*INSTRUÇÕES*:
a) Reescreve o trecho do excerto sobre João Freitas de "João Freitas, capitão" a "na primeira pessoa.", trocando "rubrica" por "secção".
b) Indica todos os clubes em que, segundo o excerto sobre João Freitas, ele jogou ou joga.

+++ EXCERTO DA FONTE

Cresceu benfiquista, ganhou cinco títulos no Sporting e tem Apolinário marcado na pele

20 mai 2021, 23:45
João Freitas (foto: Facebook FC Alverca SAD)

João Freitas, capitão do Alverca, é o protagonista do "Conto Direto" desta semana.

"Conto direto" é a rubrica do Maisfutebol que dá voz a protagonistas dos escalões inferiores do futebol português. As vivências, os sonhos e as rotinas, contados na primeira pessoa.

João Freitas, 28 anos, defesa do FC Alverca. 

[foto principal do artigo cedida gentilmente pelo clube. Créditos: Luís Pontes - Estádio 11]

«Normalmente levanto-me por volta das 7 horas. Tenho de estar no clube por volta das 9h, e ainda moro relativamente longe. Depois vou para casa almoçar, e normalmente descanso durante a tarde. Uma vez ou outra vou dar uma volta, passar algum tempo com amigos, mas por norma gosto de descansar, até porque os treinos são rasgadinhos.

Neste momento só jogo. Já trabalhei como motorista da Uber, em 2017/18, quando estava no Vilafranquense. Treinava de manhã e depois ia trabalhar de tarde, às vezes um bocado de noite também. Foram dez meses assim. Na época a seguir também estive a tirar um curso de personal trainer, mas infelizmente não consegui acabar, devido aos problemas financeiros que o clube teve nessa altura. Tinha outras despesas, e por isso tive de abandonar. Era um curso um bocado dispendioso, mas talvez retome no futuro, embora também pense numa licenciatura, que tem outro peso no mercado de trabalho. Queria ver se me candidatava para o ano, para ter uma base quando acabar de jogar. Gostava de ficar ligado ao futebol, mas é preciso ter várias soluções.

Comecei a jogar futebol no 1.º de Dezembro. Por influência do meu pai e dos meus irmãos, mais velhos, que tinham jogado lá. Vivíamos perto do campo. Foi quase automático o meu pai levar-me lá a treinar.

Depois, no último ano dos infantis, fui para o Estoril. Fiz um jogo contra ele num torneio de fim de época, no Lourel, e depois contactaram os meus pais para ir para lá. Depois fiz uma boa época no Estoril, fui chamado à seleção de Lisboa, e o treinador era o Luís Dias, que estava no Sporting. O torneio correu-bem e acabou por surgir o convite para ir para o Sporting. Fiquei eufórico, claro. Era um miúdo de 12 anos que, de repente, tinha a oportunidade de ir para uma das melhores academias do mundo. Estava também com o Afonso Taira, que era meu colega no Estoril, e que também foi para o Sporting nessa altura. Ainda hoje é meu amigo.

A minha geração era o Rui Coentrão, Luís Ribeiro, William Carvalho e o Tiago Cerveira. Depois também fui colega do Cédric, Nuno Reis, Mário Rui. Nos juniores ainda apanhei o Esgaio e o João Mário, por exemplo, ou mesmo o Bruma, que era dois anos mais novo mas já jogava nessa equipa de juniores.

++++++
+++ SECÇÃO DE DADOS

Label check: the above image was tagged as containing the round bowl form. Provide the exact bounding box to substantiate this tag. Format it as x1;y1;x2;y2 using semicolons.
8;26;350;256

++++++

*SOLUÇÕES*:
a)
João Freitas, capitão do Alverca, é o protagonista do "Conto Direto" desta semana.

"Conto direto" é a secção do Maisfutebol que dá voz a protagonistas dos escalões inferiores do futebol português. As vivências, os sonhos e as rotinas, contados na primeira pessoa.

b)
- 1.º de Dezembro
- Estoril
- Sporting
- Vilafranquense
- FC Alverca